[BRIEF] Identify each line in the listing below that contains the word "positive", and copy those lines out in full.

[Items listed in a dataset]
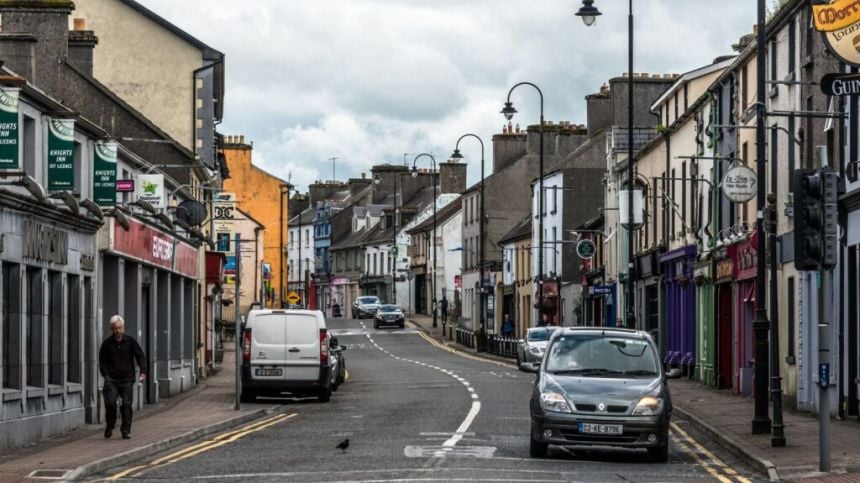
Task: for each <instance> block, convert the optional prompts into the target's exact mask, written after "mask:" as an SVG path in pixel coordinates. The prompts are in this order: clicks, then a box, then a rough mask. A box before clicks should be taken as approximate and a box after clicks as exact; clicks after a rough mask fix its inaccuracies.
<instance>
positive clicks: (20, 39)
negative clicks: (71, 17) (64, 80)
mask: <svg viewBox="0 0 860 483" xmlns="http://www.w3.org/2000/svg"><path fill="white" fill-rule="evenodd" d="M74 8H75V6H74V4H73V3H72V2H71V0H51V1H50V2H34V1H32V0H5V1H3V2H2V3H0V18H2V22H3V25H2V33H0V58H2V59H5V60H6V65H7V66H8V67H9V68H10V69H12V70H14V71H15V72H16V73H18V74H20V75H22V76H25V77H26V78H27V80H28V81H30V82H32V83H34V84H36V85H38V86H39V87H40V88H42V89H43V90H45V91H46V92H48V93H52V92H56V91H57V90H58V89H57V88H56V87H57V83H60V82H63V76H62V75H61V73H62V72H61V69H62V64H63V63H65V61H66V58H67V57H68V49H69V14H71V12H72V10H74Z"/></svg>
--
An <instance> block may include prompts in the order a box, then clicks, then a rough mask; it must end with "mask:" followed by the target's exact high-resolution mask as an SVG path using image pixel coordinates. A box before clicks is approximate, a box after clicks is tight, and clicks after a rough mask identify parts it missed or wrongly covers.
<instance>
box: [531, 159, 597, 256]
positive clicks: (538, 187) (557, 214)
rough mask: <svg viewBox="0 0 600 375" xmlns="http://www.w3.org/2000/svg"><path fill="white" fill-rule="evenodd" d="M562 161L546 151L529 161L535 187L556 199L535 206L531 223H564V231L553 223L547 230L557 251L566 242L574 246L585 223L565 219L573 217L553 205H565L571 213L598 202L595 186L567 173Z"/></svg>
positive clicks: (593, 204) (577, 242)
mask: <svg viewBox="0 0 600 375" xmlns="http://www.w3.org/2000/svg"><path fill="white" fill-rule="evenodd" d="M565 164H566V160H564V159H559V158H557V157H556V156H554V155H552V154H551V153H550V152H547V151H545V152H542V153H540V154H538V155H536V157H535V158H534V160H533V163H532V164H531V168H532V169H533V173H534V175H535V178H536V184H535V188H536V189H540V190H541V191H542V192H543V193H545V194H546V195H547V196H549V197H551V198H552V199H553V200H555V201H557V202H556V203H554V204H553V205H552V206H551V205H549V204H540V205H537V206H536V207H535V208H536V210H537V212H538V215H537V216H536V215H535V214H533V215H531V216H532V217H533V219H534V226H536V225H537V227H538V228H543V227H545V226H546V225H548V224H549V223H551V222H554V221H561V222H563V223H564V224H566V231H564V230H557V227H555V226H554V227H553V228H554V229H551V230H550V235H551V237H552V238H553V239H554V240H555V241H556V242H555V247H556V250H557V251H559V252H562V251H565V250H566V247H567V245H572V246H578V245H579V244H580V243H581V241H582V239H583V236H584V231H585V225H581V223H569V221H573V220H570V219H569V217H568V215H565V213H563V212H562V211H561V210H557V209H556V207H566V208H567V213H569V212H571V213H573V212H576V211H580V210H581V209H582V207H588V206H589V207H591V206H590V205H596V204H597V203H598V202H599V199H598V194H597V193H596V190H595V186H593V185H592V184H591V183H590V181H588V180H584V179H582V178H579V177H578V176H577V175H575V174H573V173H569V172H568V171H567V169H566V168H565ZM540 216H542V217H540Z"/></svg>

[RESPONSE AREA]
positive clicks: (20, 39)
positive clicks: (538, 187) (557, 214)
positive clicks: (593, 204) (577, 242)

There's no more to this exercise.